Please, without the pictures, restate every entry exactly.

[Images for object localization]
=== Section Start ===
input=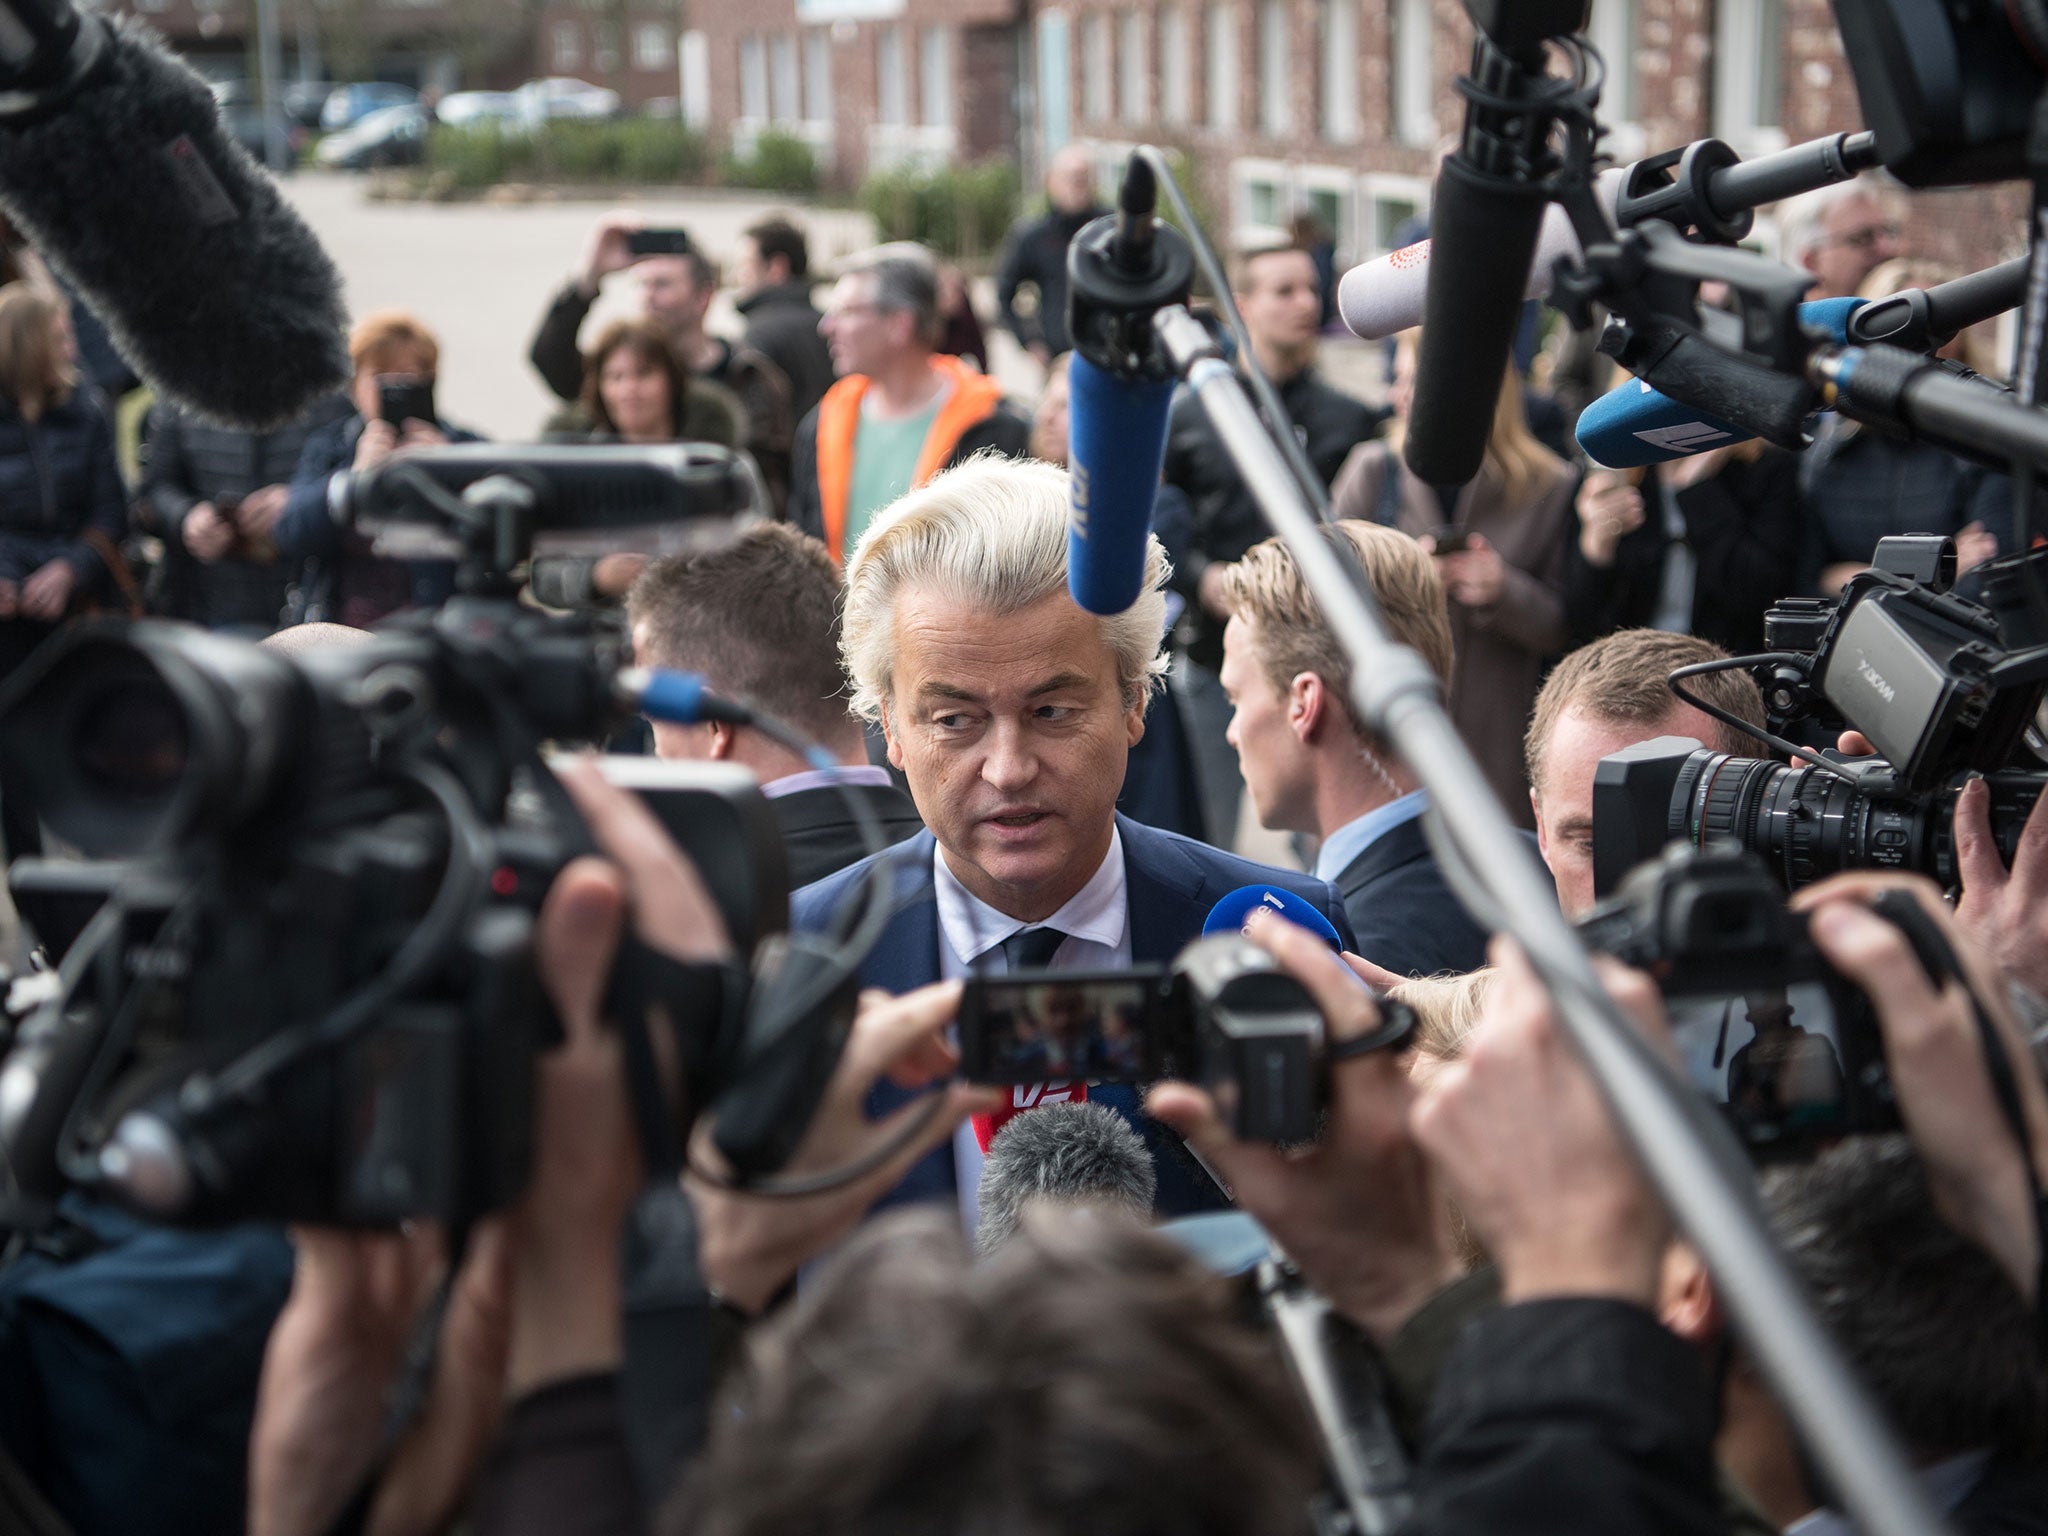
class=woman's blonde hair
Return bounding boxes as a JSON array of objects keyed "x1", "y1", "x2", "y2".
[
  {"x1": 840, "y1": 455, "x2": 1170, "y2": 724},
  {"x1": 0, "y1": 282, "x2": 73, "y2": 410},
  {"x1": 1390, "y1": 330, "x2": 1565, "y2": 506},
  {"x1": 1390, "y1": 966, "x2": 1497, "y2": 1064}
]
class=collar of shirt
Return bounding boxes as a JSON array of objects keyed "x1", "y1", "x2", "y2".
[
  {"x1": 1784, "y1": 1450, "x2": 1993, "y2": 1536},
  {"x1": 933, "y1": 825, "x2": 1130, "y2": 972},
  {"x1": 760, "y1": 763, "x2": 896, "y2": 800},
  {"x1": 1313, "y1": 788, "x2": 1431, "y2": 883}
]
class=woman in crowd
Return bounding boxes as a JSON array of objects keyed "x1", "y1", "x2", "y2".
[
  {"x1": 1330, "y1": 331, "x2": 1577, "y2": 826},
  {"x1": 580, "y1": 318, "x2": 741, "y2": 448},
  {"x1": 0, "y1": 281, "x2": 123, "y2": 681},
  {"x1": 1567, "y1": 438, "x2": 1805, "y2": 655}
]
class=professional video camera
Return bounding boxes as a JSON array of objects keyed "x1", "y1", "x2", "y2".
[
  {"x1": 1579, "y1": 844, "x2": 1899, "y2": 1156},
  {"x1": 1591, "y1": 536, "x2": 2048, "y2": 897},
  {"x1": 958, "y1": 935, "x2": 1415, "y2": 1145},
  {"x1": 0, "y1": 444, "x2": 874, "y2": 1233}
]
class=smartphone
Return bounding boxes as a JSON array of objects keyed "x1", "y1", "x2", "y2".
[
  {"x1": 377, "y1": 378, "x2": 437, "y2": 428},
  {"x1": 1430, "y1": 524, "x2": 1474, "y2": 555},
  {"x1": 626, "y1": 228, "x2": 694, "y2": 258},
  {"x1": 958, "y1": 967, "x2": 1172, "y2": 1085}
]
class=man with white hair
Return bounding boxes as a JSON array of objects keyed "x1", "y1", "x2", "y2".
[
  {"x1": 792, "y1": 457, "x2": 1355, "y2": 1220},
  {"x1": 1779, "y1": 181, "x2": 1902, "y2": 301}
]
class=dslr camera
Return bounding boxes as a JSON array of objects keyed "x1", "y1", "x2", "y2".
[
  {"x1": 1594, "y1": 536, "x2": 2048, "y2": 897},
  {"x1": 958, "y1": 934, "x2": 1414, "y2": 1144}
]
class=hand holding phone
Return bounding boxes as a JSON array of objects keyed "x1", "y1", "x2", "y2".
[
  {"x1": 625, "y1": 228, "x2": 694, "y2": 259},
  {"x1": 377, "y1": 377, "x2": 437, "y2": 429}
]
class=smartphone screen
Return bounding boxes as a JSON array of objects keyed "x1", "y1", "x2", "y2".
[
  {"x1": 626, "y1": 228, "x2": 693, "y2": 258},
  {"x1": 959, "y1": 967, "x2": 1170, "y2": 1085},
  {"x1": 378, "y1": 378, "x2": 437, "y2": 428},
  {"x1": 1431, "y1": 524, "x2": 1473, "y2": 555}
]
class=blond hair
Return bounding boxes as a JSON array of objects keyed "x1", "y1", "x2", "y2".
[
  {"x1": 348, "y1": 308, "x2": 440, "y2": 376},
  {"x1": 0, "y1": 282, "x2": 73, "y2": 410},
  {"x1": 1220, "y1": 521, "x2": 1453, "y2": 739},
  {"x1": 1388, "y1": 330, "x2": 1564, "y2": 506},
  {"x1": 1391, "y1": 967, "x2": 1496, "y2": 1062},
  {"x1": 840, "y1": 455, "x2": 1170, "y2": 724}
]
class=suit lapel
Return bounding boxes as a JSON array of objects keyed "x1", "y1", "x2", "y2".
[
  {"x1": 1335, "y1": 814, "x2": 1433, "y2": 899},
  {"x1": 1119, "y1": 815, "x2": 1214, "y2": 964},
  {"x1": 856, "y1": 830, "x2": 941, "y2": 994}
]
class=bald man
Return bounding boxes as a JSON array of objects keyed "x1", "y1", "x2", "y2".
[{"x1": 996, "y1": 145, "x2": 1107, "y2": 366}]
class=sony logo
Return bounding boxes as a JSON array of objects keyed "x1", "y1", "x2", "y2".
[{"x1": 1854, "y1": 650, "x2": 1897, "y2": 704}]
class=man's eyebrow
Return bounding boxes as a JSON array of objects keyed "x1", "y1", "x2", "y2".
[
  {"x1": 1028, "y1": 672, "x2": 1092, "y2": 697},
  {"x1": 916, "y1": 682, "x2": 981, "y2": 703},
  {"x1": 1555, "y1": 815, "x2": 1594, "y2": 838}
]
=== Section End ===
▶ Written solution:
input=
class=woman's blonde hair
Return bounding boxes as a JSON array of objects keyed "x1", "y1", "x2", "y2".
[
  {"x1": 840, "y1": 455, "x2": 1170, "y2": 724},
  {"x1": 0, "y1": 282, "x2": 73, "y2": 410},
  {"x1": 1390, "y1": 330, "x2": 1565, "y2": 506},
  {"x1": 1390, "y1": 966, "x2": 1497, "y2": 1064}
]
class=collar of shirt
Return bounding boxes as a JSON array of objects keyed "x1", "y1", "x2", "y2".
[
  {"x1": 1784, "y1": 1450, "x2": 1993, "y2": 1536},
  {"x1": 933, "y1": 825, "x2": 1130, "y2": 972},
  {"x1": 760, "y1": 763, "x2": 896, "y2": 800},
  {"x1": 1313, "y1": 788, "x2": 1431, "y2": 883}
]
class=woman in crowd
Return bounding boxes as a JSON array of objects keyed "x1", "y1", "x2", "y2".
[
  {"x1": 1330, "y1": 331, "x2": 1577, "y2": 826},
  {"x1": 580, "y1": 318, "x2": 741, "y2": 448},
  {"x1": 0, "y1": 281, "x2": 123, "y2": 681},
  {"x1": 1567, "y1": 438, "x2": 1805, "y2": 655}
]
class=professional video camera
Return bounding boxes as a JSON array of objects keyed "x1", "y1", "x2", "y2".
[
  {"x1": 1579, "y1": 844, "x2": 1899, "y2": 1156},
  {"x1": 1591, "y1": 536, "x2": 2048, "y2": 897},
  {"x1": 958, "y1": 935, "x2": 1415, "y2": 1145},
  {"x1": 0, "y1": 444, "x2": 874, "y2": 1233}
]
class=smartphone
Return bounding boxes as a JSON array of objects keyed "x1", "y1", "x2", "y2".
[
  {"x1": 377, "y1": 378, "x2": 437, "y2": 428},
  {"x1": 1430, "y1": 524, "x2": 1474, "y2": 555},
  {"x1": 626, "y1": 228, "x2": 694, "y2": 258},
  {"x1": 958, "y1": 967, "x2": 1172, "y2": 1085}
]
class=man with white hair
Return bounding boxes as a JSON array of objects keyed "x1", "y1", "x2", "y2".
[
  {"x1": 792, "y1": 457, "x2": 1355, "y2": 1220},
  {"x1": 1779, "y1": 181, "x2": 1902, "y2": 301}
]
class=dslr camera
Return bounding boxes as a JSON array of objects keyed "x1", "y1", "x2", "y2".
[
  {"x1": 1594, "y1": 536, "x2": 2048, "y2": 897},
  {"x1": 958, "y1": 934, "x2": 1414, "y2": 1144}
]
class=hand holding phone
Return bounding boxes as a JSON array of objects keyed "x1", "y1", "x2", "y2".
[
  {"x1": 625, "y1": 228, "x2": 694, "y2": 259},
  {"x1": 377, "y1": 377, "x2": 437, "y2": 429}
]
class=smartphone screen
Return bounding boxes as a JSON array of objects keyed "x1", "y1", "x2", "y2".
[
  {"x1": 626, "y1": 228, "x2": 693, "y2": 258},
  {"x1": 959, "y1": 967, "x2": 1170, "y2": 1085},
  {"x1": 378, "y1": 378, "x2": 437, "y2": 428},
  {"x1": 1431, "y1": 524, "x2": 1473, "y2": 555}
]
class=blond hair
Return bounding boxes as a JSON array of objects keyed "x1", "y1", "x2", "y2".
[
  {"x1": 348, "y1": 308, "x2": 440, "y2": 376},
  {"x1": 0, "y1": 282, "x2": 73, "y2": 410},
  {"x1": 1220, "y1": 521, "x2": 1453, "y2": 739},
  {"x1": 1388, "y1": 330, "x2": 1564, "y2": 506},
  {"x1": 1391, "y1": 967, "x2": 1496, "y2": 1062},
  {"x1": 840, "y1": 455, "x2": 1170, "y2": 724}
]
class=suit lapel
Return bounding boxes as a JSON array of objects keyed "x1", "y1", "x2", "y2".
[
  {"x1": 1335, "y1": 814, "x2": 1433, "y2": 899},
  {"x1": 1119, "y1": 815, "x2": 1214, "y2": 964},
  {"x1": 856, "y1": 830, "x2": 941, "y2": 994}
]
class=bald man
Return bounding boxes as a JSON array of objects keyed "x1", "y1", "x2", "y2".
[{"x1": 996, "y1": 145, "x2": 1107, "y2": 366}]
class=sony logo
Return bounding boxes as a JSON array of objects keyed "x1", "y1", "x2", "y2".
[{"x1": 1854, "y1": 650, "x2": 1897, "y2": 704}]
class=man's eyebrow
Return bounding boxes as a JSON array of objects keyed "x1", "y1", "x2", "y2".
[
  {"x1": 1028, "y1": 672, "x2": 1092, "y2": 697},
  {"x1": 916, "y1": 682, "x2": 981, "y2": 703},
  {"x1": 1555, "y1": 815, "x2": 1594, "y2": 838}
]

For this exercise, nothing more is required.